> _TASK TO CARRY OUT_
Decide whether each statement agrees with the text on the Section 122 strategy below. Answer yes or no for each, quoting the deciding words. 1. The administration kept the Section 122 tariffs at 10%. 2. Roseanne Gerin has worked in journalism for fewer than 20 years. 3. Governments typically treat the question of whether a balance-of-payments crisis exists as self-judging.

> _PASSAGE TO READ_

☆ ☆ ☆ ☆ ☆ ☆ ☆

The US Balance-of-Payments Gamble: All About the Section 122 Strategy

The Association of Foreign Press Correspondents (AFPC-USA) hosted a podcast, in partnership with the Hinrich Foundation, titled, “The US Balance-of-Payments Gamble: All About the Section 122 Strategy.”

According to Dawn Shackleford, the President of Looking Glass Trade, LLC, after the US Supreme Court ruled the Trump administration could not use the International Emergency Economic Powers Act (IEEPA) to impose tariffs, the administration shifted to Section 122 of the Trade Act of 1974 as an alternative legal authority. Section 122 allows the president to impose temporary tariffs of up to 15% for 150 days, unless Congress extends them, when facing serious balance-of-payments deficits or a risk of significant dollar depreciation. The administration initially set the tariffs at 10%, and although President Donald Trump later said he wanted to raise them to 15%, they remained at 10%.  

Shackleford explains that a true balance-of-payments crisis generally involves severe financial distress — such as a country being unable to pay for essential imports or service foreign debt, along with rapid depletion of foreign exchange reserves, loss of access to foreign borrowing, and sudden capital flight. Crucially, unlike national security claims, whether such a crisis exists is not typically considered self-judging by governments; instead, international institutions — particularly the International Monetary Fund (IMF) — play a role in evaluating whether the economic conditions justify trade restrictions.

The podcast episode was hosted by Roseanne Gerin, an assistant editor at the newsletter International Trade Today, who has worked in journalism for more than 25 years.  

This podcast episode was produced in partnership with the Hinrich Foundation. AFPC-USA is solely responsible for the content of this episode. The podcast transcript can be found HERE.

Gerin opened by noting that after the Supreme Court ruled the Trump administration could not use IEEPA to impose tariffs, the White House pivoted to Section 122 of the Trade Act of 1974, a move that relies on a balance-of-payments justification and potentially invites scrutiny from the International Monetary Fund. She asked Shackleford why the administration chose that route instead of expanding tariffs under national security authorities, which generally give the United States greater unilateral flexibility.

☆ ☆ ☆ ☆ ☆ ☆ ☆

> _RECORDS SHOWN_

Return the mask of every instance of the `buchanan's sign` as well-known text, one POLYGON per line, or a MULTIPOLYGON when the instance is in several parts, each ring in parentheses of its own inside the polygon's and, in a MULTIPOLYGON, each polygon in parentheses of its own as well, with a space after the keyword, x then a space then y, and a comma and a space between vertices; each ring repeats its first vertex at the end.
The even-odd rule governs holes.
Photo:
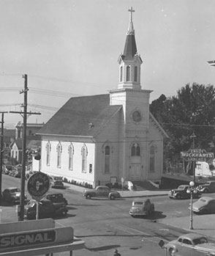
POLYGON ((0 249, 54 242, 56 231, 46 230, 0 235, 0 249))
POLYGON ((205 161, 214 158, 214 153, 201 149, 190 149, 181 152, 181 157, 185 161, 205 161))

☆ ☆ ☆ ☆ ☆ ☆ ☆

> _SOLUTION_
1. Yes: "they remained at 10%."
2. No: "who has worked in journalism for more than 25 years."
3. No: "whether such a crisis exists is not typically considered self-judging by governments"